(Excerpts of bounding box data)
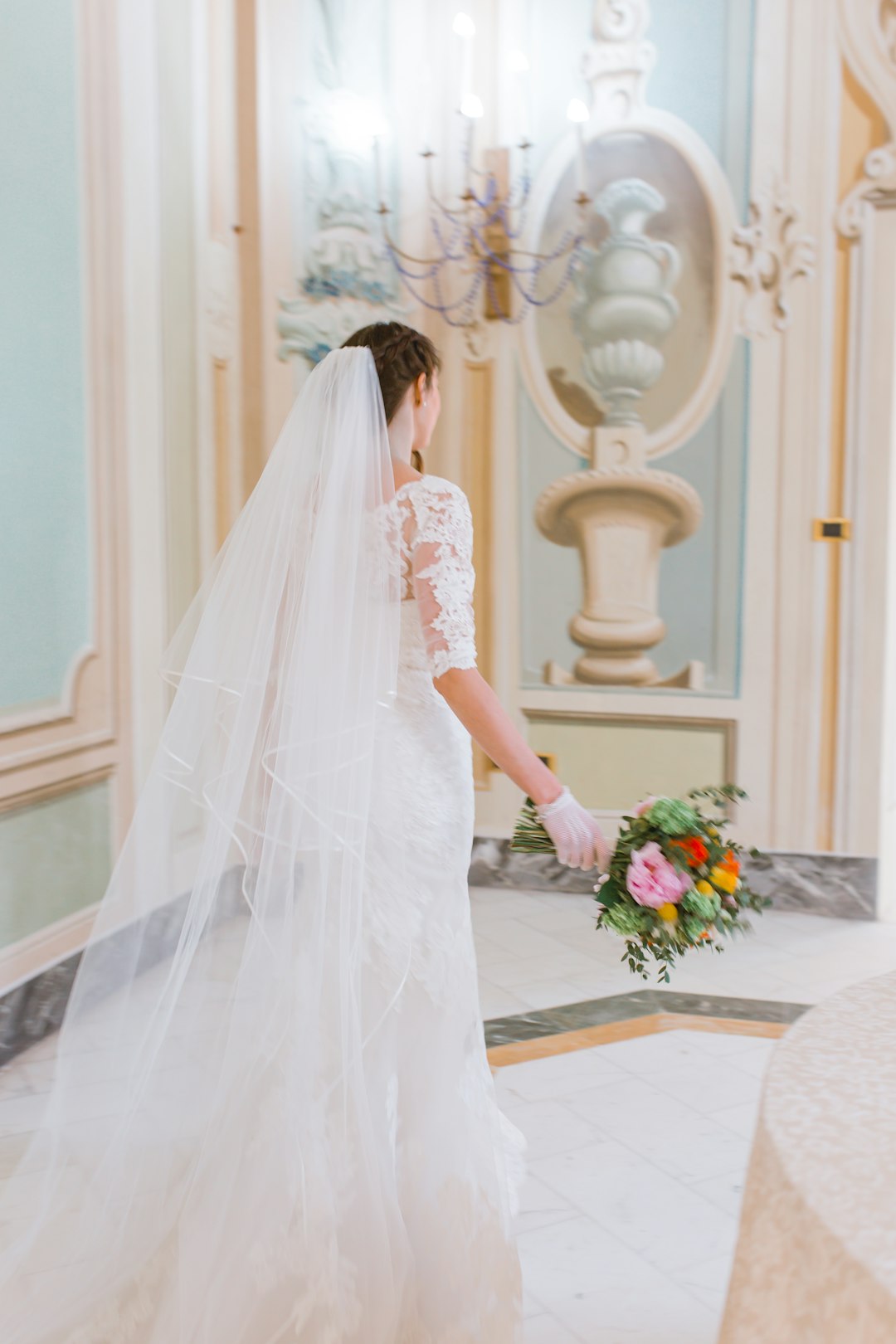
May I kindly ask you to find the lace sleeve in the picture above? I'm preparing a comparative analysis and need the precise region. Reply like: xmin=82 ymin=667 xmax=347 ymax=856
xmin=411 ymin=480 xmax=475 ymax=677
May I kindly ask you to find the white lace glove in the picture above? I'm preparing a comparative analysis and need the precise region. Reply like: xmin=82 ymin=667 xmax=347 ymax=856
xmin=534 ymin=785 xmax=610 ymax=869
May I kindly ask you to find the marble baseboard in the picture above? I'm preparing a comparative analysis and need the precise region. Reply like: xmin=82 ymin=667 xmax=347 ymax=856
xmin=470 ymin=836 xmax=877 ymax=919
xmin=0 ymin=869 xmax=245 ymax=1067
xmin=485 ymin=989 xmax=807 ymax=1049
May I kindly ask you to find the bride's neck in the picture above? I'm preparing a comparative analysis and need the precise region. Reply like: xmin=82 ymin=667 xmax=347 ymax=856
xmin=388 ymin=403 xmax=414 ymax=462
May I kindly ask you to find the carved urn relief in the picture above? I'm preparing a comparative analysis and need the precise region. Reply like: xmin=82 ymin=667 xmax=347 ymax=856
xmin=521 ymin=0 xmax=813 ymax=689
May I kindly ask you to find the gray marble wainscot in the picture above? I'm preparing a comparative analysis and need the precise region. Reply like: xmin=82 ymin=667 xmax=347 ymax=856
xmin=470 ymin=836 xmax=877 ymax=919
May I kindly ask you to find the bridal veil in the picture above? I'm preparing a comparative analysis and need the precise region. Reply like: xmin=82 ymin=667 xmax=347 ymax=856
xmin=0 ymin=348 xmax=421 ymax=1344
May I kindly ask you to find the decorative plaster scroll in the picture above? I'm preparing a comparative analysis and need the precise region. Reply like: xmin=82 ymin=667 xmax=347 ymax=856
xmin=880 ymin=0 xmax=896 ymax=66
xmin=729 ymin=178 xmax=816 ymax=336
xmin=835 ymin=141 xmax=896 ymax=238
xmin=582 ymin=0 xmax=657 ymax=122
xmin=835 ymin=0 xmax=896 ymax=239
xmin=591 ymin=0 xmax=650 ymax=41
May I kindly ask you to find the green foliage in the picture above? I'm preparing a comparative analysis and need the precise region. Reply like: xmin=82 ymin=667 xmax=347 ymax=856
xmin=510 ymin=783 xmax=771 ymax=984
xmin=681 ymin=887 xmax=722 ymax=921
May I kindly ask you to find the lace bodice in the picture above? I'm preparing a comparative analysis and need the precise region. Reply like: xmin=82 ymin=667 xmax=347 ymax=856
xmin=395 ymin=475 xmax=475 ymax=677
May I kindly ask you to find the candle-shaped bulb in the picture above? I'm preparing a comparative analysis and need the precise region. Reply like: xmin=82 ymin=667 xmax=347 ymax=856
xmin=567 ymin=98 xmax=590 ymax=197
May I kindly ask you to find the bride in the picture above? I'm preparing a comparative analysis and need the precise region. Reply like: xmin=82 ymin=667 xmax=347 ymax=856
xmin=0 ymin=323 xmax=606 ymax=1344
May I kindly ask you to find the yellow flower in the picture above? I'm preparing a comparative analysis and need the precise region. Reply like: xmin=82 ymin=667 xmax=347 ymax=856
xmin=709 ymin=864 xmax=738 ymax=893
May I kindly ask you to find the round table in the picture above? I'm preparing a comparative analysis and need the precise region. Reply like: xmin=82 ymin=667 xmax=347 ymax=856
xmin=718 ymin=971 xmax=896 ymax=1344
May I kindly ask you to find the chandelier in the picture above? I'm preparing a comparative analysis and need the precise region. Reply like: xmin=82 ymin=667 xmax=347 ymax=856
xmin=373 ymin=13 xmax=591 ymax=329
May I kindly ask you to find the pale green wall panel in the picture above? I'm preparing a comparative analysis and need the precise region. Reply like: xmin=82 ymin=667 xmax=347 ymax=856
xmin=0 ymin=780 xmax=111 ymax=947
xmin=529 ymin=718 xmax=729 ymax=811
xmin=0 ymin=0 xmax=91 ymax=709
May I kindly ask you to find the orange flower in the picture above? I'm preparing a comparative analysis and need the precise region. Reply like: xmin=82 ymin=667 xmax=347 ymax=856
xmin=669 ymin=836 xmax=709 ymax=869
xmin=718 ymin=850 xmax=740 ymax=878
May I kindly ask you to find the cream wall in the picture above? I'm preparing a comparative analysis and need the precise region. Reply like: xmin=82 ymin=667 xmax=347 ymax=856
xmin=0 ymin=0 xmax=896 ymax=985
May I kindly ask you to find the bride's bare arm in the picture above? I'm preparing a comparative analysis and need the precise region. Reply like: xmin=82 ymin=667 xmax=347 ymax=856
xmin=432 ymin=668 xmax=562 ymax=805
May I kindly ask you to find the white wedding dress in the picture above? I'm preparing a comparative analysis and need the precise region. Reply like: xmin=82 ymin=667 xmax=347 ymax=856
xmin=0 ymin=351 xmax=523 ymax=1344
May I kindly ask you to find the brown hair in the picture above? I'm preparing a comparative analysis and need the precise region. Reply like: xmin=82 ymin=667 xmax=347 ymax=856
xmin=343 ymin=323 xmax=442 ymax=425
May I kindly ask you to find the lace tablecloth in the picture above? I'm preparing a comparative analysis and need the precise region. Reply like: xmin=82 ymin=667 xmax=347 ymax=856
xmin=718 ymin=973 xmax=896 ymax=1344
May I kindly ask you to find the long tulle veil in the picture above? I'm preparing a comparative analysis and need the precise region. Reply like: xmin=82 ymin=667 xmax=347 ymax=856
xmin=0 ymin=348 xmax=416 ymax=1344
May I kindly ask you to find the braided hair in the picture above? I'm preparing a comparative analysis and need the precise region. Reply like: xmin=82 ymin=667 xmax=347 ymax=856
xmin=343 ymin=323 xmax=442 ymax=425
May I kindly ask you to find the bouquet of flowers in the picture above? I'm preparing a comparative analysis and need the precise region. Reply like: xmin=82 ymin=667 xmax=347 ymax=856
xmin=510 ymin=783 xmax=771 ymax=984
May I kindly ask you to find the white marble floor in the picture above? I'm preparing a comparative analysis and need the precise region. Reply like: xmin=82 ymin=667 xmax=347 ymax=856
xmin=471 ymin=889 xmax=896 ymax=1344
xmin=0 ymin=889 xmax=896 ymax=1344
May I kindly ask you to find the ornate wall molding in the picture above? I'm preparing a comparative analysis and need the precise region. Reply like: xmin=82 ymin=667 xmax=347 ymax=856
xmin=731 ymin=178 xmax=816 ymax=338
xmin=835 ymin=143 xmax=896 ymax=241
xmin=521 ymin=0 xmax=739 ymax=460
xmin=835 ymin=0 xmax=896 ymax=239
xmin=0 ymin=0 xmax=130 ymax=816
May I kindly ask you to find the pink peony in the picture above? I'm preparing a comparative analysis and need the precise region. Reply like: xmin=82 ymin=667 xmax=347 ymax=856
xmin=626 ymin=840 xmax=690 ymax=910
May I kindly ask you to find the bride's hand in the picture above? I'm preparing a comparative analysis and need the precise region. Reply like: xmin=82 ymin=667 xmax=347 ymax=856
xmin=534 ymin=785 xmax=610 ymax=869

__Exercise__:
Arrange the material above as a two-column CSV with the header text,answer, one row for each thing asked. Put its wording under text and its answer under answer, each in a single quoted field with line breaks replaced by spaces, covering all of the material and leaving out the pictures.

__Exercise output__:
text,answer
"May I kindly ask you to find the lace sleeve in the picture above? I'm preparing a comparative analysis and need the precise region. Reply like: xmin=82 ymin=667 xmax=347 ymax=856","xmin=411 ymin=480 xmax=475 ymax=677"
"May I kindly ask you to find the white lace glove in the picture above? I'm preparing a comparative analysis and need the precise region. Reply like: xmin=82 ymin=667 xmax=347 ymax=856","xmin=534 ymin=785 xmax=610 ymax=869"
"May I kindly ask you to find the marble baseboard in the picture above? I'm preparing a comparative analysis and need the precise region. Reply like: xmin=82 ymin=667 xmax=347 ymax=856","xmin=470 ymin=836 xmax=877 ymax=919 xmin=0 ymin=869 xmax=245 ymax=1067 xmin=485 ymin=989 xmax=807 ymax=1049"
"May I kindly ask you to find the bride's neck in the picture above? I'm preparing a comparative analysis and need the precise region. Reply like: xmin=82 ymin=667 xmax=347 ymax=856","xmin=388 ymin=403 xmax=414 ymax=462"
"May I kindly ask you to find the carved urn relief in the picture above? I'm preparing a comparative analysis and need the precise region. Reply like: xmin=82 ymin=667 xmax=347 ymax=856","xmin=521 ymin=0 xmax=813 ymax=689"
"May I kindly ask you to find the gray marble wainscot in the picture above? I'm preparing a comparative analysis and need the precise region. Reply like: xmin=82 ymin=667 xmax=347 ymax=856","xmin=470 ymin=836 xmax=877 ymax=919"
"May I kindly ask you to find the bridal veil in the picture above? I'm preparing a comparative analysis and need the precise region. Reply like: xmin=82 ymin=667 xmax=347 ymax=856","xmin=0 ymin=348 xmax=421 ymax=1344"
"May I kindly ask you to find the decorative plaster scroll in the picture above? I'm preparing a comparative analysis and need the precise region. Reply like: xmin=82 ymin=667 xmax=347 ymax=856","xmin=880 ymin=0 xmax=896 ymax=66 xmin=729 ymin=178 xmax=816 ymax=336 xmin=835 ymin=141 xmax=896 ymax=238 xmin=582 ymin=0 xmax=657 ymax=122 xmin=835 ymin=0 xmax=896 ymax=239 xmin=591 ymin=0 xmax=650 ymax=41"
"May I kindly ask you to find the green foliage in the picture above? I'm preparing a comparative analysis and need the precise region. Reply like: xmin=82 ymin=667 xmax=347 ymax=856","xmin=510 ymin=783 xmax=771 ymax=984 xmin=681 ymin=887 xmax=722 ymax=921"
"May I kindly ask you to find the lace bodice in the picture above? I'm preparing a comparative analysis and need the precise region. Reply like: xmin=82 ymin=667 xmax=347 ymax=856","xmin=395 ymin=475 xmax=475 ymax=677"
"May I kindly ask you to find the candle-shaped bulb in the picture above? I'm preparing a comparative analysis and need the precise region. Reply like: xmin=82 ymin=667 xmax=347 ymax=856","xmin=567 ymin=98 xmax=590 ymax=197"
"May I kindly ask you to find the bride in the picture above? I'm preparing a comparative analysis and need the precise region. Reply like: xmin=82 ymin=667 xmax=347 ymax=856","xmin=0 ymin=323 xmax=606 ymax=1344"
"May I kindly ask you to find the yellow flower in the picture above? I'm preparing a comparative analysis and need the precise region. Reply like: xmin=82 ymin=667 xmax=347 ymax=856","xmin=709 ymin=864 xmax=738 ymax=893"
"May I kindly ask you to find the round table in the picture above? I'm preparing a comparative analysis and need the precise region. Reply like: xmin=82 ymin=667 xmax=347 ymax=856","xmin=718 ymin=971 xmax=896 ymax=1344"
"May I kindly ask you to find the chandelier in the picture above? I'm preparing a comparative analysis and need the precise region. Reply like: xmin=82 ymin=667 xmax=347 ymax=856","xmin=373 ymin=13 xmax=591 ymax=329"
"May I kindly ask you to find the pale green wall panel in the picture above? I'm preparing a comparative analysis and need the precise region. Reply like: xmin=82 ymin=667 xmax=347 ymax=856","xmin=0 ymin=780 xmax=111 ymax=947 xmin=529 ymin=718 xmax=729 ymax=811 xmin=0 ymin=0 xmax=91 ymax=709"
"May I kindly ask you to find the orange flower in the picture above? I'm preparing a comparative analysis and need the precise region. Reply like: xmin=82 ymin=667 xmax=347 ymax=856","xmin=669 ymin=836 xmax=709 ymax=869 xmin=718 ymin=850 xmax=740 ymax=878"
"May I kindly ask you to find the cream wall in the picture above? I'm preparing a comparative analysis and need the precise region. Reply like: xmin=82 ymin=667 xmax=347 ymax=856","xmin=0 ymin=0 xmax=896 ymax=985"
"May I kindly ask you to find the bride's bare arm in the picture above? I'm preparing a comparative analysis and need the precise region. Reply like: xmin=82 ymin=667 xmax=347 ymax=856","xmin=432 ymin=668 xmax=562 ymax=805"
"May I kindly ask you to find the white wedding dress in the picture above? I'm preparing a comparative analysis and need the precise region. Reply like: xmin=82 ymin=667 xmax=347 ymax=856","xmin=0 ymin=351 xmax=523 ymax=1344"
"May I kindly ask you to find the brown hair in the picture above? I'm preparing a comparative analysis and need the precise region. Reply like: xmin=82 ymin=667 xmax=347 ymax=856","xmin=343 ymin=323 xmax=442 ymax=425"
"May I kindly ask you to find the lace tablecloth in the picture above? I'm preparing a comparative analysis and need the precise region. Reply like: xmin=82 ymin=667 xmax=347 ymax=856","xmin=718 ymin=973 xmax=896 ymax=1344"
"May I kindly ask you to find the long tulle veil in the picture above? I'm preparing a comparative analysis and need the precise region. Reply like: xmin=82 ymin=667 xmax=347 ymax=856","xmin=0 ymin=348 xmax=416 ymax=1344"
"May I kindly ask you to find the braided hair in the picture above? I'm preparing a comparative analysis and need the precise region. Reply like: xmin=82 ymin=667 xmax=347 ymax=856","xmin=343 ymin=323 xmax=442 ymax=425"
"May I kindly ask you to find the bouquet of flowers in the picture above? I'm preparing a comparative analysis and need the precise region. Reply like: xmin=82 ymin=667 xmax=347 ymax=856","xmin=510 ymin=783 xmax=771 ymax=984"
"May I kindly ask you to find the white marble floor in the picture above? I'm preparing a comparative analysis and need the precise region. Reply like: xmin=82 ymin=667 xmax=347 ymax=856","xmin=471 ymin=889 xmax=896 ymax=1344 xmin=0 ymin=889 xmax=896 ymax=1344"
"May I kindly ask you to find the ornate wall molding in the picture above? I'm preparing a comparative analysis and need the precise region. Reply like: xmin=82 ymin=667 xmax=347 ymax=856","xmin=731 ymin=178 xmax=816 ymax=338 xmin=835 ymin=143 xmax=896 ymax=241 xmin=521 ymin=0 xmax=739 ymax=460 xmin=835 ymin=0 xmax=896 ymax=239 xmin=0 ymin=0 xmax=130 ymax=816"
"May I kindly ask you to find the pink peony in the picture above? I'm preparing a comparative analysis and need the precise region. Reply like: xmin=82 ymin=667 xmax=347 ymax=856","xmin=626 ymin=840 xmax=690 ymax=910"
"May I kindly ask you to find the bride's hand in the picture above? I'm preparing a comparative analysis and need the precise region. Reply like: xmin=82 ymin=667 xmax=347 ymax=856","xmin=534 ymin=785 xmax=610 ymax=869"